(Location identification items)
[start]

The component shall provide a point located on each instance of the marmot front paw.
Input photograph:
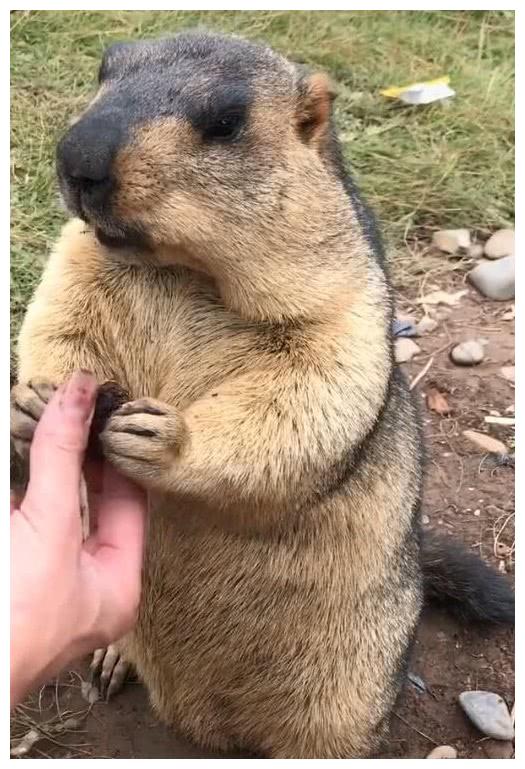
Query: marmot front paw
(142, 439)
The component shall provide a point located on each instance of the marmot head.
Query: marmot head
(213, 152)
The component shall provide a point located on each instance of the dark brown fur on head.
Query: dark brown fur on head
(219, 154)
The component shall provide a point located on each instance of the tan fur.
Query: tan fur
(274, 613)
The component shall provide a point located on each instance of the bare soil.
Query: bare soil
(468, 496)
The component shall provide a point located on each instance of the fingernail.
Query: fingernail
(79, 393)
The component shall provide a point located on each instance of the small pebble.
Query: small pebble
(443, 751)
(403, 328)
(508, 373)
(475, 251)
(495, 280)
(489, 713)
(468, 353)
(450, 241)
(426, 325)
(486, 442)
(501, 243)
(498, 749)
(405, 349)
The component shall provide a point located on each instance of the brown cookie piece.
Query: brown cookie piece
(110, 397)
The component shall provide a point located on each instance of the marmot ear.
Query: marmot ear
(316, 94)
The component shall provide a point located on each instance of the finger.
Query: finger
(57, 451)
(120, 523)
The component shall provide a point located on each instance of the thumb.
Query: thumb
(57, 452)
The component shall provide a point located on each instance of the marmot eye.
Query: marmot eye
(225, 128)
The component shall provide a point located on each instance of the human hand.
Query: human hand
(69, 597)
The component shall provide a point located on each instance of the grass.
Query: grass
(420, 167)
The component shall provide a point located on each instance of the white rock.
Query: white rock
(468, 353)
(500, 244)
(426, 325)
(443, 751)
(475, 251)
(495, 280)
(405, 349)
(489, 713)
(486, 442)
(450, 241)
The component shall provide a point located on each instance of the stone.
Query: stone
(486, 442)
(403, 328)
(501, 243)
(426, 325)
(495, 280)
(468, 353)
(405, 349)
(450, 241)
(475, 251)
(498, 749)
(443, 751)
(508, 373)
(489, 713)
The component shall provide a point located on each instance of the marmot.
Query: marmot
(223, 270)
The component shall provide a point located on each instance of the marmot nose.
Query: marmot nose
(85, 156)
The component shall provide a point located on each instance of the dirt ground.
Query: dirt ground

[end]

Your answer should consist only of the lines from the one with "brown cookie piece." through the end of the data above, reproduced exactly.

REPLY TO THE TASK:
The component shall provide a point located on each instance of the brown cookie piece.
Query: brown cookie piece
(110, 397)
The component shall provide a point located on each instance of the marmot ear.
Query: marmot ear
(316, 94)
The component shall provide a point located on each instance of the finger.
Query: finger
(57, 451)
(120, 523)
The component shall provide a point located on each instance of the thumb.
Query: thumb
(57, 452)
The component shall provide a point located on each instance of the marmot eye.
Query: marmot eye
(225, 128)
The component shall provide a point located on each instance of the human hand.
Query: human hand
(69, 597)
The component shall provide a point located on each instance of the grass.
Query: grass
(420, 167)
The component shall provide a point located on each instance of the white rock.
Query: white rock
(468, 353)
(500, 244)
(426, 325)
(443, 751)
(475, 251)
(495, 280)
(405, 349)
(489, 713)
(486, 442)
(450, 241)
The component shall provide a point located on each instance of the stone.
Query: stone
(486, 442)
(403, 328)
(501, 243)
(426, 325)
(495, 280)
(468, 353)
(405, 349)
(450, 241)
(475, 251)
(498, 749)
(443, 751)
(508, 373)
(489, 713)
The component shall provide a point located on each instance of the marmot.
Query: marmot
(223, 270)
The component shall provide a point located on each instance of the marmot nose.
Query: marmot nose
(85, 156)
The component shall provide a point located on each instance of the dirt ground.
Query: dirt ground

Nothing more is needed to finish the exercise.